TEXTAUSZUG →
_____
Schweden 2011: Bericht

Tour durch den Skogskyrkogården

Die ganze Woche hatten wir blauen Himmel und strahlenden Sonnenschein in Stockholm, ausgerechnet jetzt am Wochenende zeigt der Blick aus dem Fenster dunkle Wolken und es tröpfelt leicht. „Fahrradtour oder durch die Museen ziehen“, frage ich mich selbst während des Frühstücks? Ich rüste mich für die kulturelle Variante und laufe in die Innenstadt. Doch während ich so vor mich hin gehe und dabei das Wetter betrachte, stelle ich fest, dass es hier draußen gar nicht so schlecht aussieht, wie vom Fenster aus. Ich mache auf dem Absatz kehrt, laufe zum Hotel zurück und rüste auf Sportevent um. Dann tippe ich die Adresse des Fahrradvermieters ins GPS und lasse mich durch die Straßen zu ihm führen.
_____
BEREITGESTELLTE DATEN →
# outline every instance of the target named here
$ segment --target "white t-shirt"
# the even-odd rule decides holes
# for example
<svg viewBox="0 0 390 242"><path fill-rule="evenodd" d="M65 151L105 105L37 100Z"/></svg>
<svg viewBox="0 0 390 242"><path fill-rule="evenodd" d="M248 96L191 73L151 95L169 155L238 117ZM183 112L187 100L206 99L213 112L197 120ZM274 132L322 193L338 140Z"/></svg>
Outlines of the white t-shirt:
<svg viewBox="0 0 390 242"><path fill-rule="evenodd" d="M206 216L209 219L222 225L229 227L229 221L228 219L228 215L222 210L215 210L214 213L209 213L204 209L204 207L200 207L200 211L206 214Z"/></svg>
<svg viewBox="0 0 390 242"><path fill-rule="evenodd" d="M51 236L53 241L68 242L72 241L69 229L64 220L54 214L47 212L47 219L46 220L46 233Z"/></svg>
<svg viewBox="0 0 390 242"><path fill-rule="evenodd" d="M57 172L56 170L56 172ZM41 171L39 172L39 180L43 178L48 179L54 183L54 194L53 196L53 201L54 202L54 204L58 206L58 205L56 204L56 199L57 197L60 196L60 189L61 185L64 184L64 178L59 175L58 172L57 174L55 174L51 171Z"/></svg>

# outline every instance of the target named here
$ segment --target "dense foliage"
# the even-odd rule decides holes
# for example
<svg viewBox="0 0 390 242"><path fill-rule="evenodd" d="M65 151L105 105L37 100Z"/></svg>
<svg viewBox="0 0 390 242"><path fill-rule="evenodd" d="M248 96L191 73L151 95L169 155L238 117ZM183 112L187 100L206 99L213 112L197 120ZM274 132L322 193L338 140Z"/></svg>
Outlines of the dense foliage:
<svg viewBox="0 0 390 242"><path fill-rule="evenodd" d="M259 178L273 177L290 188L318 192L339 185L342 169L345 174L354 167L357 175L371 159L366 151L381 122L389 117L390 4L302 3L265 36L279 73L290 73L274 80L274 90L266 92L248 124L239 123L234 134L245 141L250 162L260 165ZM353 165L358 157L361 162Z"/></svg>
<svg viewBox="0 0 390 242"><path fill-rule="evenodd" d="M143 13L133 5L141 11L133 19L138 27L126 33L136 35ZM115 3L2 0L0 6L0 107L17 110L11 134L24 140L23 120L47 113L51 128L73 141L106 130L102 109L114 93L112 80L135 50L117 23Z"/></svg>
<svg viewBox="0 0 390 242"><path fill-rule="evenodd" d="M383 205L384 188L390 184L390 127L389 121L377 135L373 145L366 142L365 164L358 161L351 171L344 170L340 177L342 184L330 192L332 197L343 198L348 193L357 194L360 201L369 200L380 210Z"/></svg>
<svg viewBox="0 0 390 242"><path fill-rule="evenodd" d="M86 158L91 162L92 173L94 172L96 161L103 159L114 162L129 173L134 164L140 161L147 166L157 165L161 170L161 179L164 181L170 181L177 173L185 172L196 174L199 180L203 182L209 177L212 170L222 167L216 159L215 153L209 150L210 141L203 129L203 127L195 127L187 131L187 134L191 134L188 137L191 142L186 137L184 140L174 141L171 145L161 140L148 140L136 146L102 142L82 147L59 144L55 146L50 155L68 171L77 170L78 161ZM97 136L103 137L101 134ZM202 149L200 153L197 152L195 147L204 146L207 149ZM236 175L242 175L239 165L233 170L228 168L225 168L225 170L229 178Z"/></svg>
_____
ZU ERLEDIGEN → Wie war das Wetter in Stockholm laut dem Textauszug die ganze Woche über? Die Datensätze stammen aus einer anderen Quelle.

LÖSUNG → Blauer Himmel und strahlender Sonnenschein.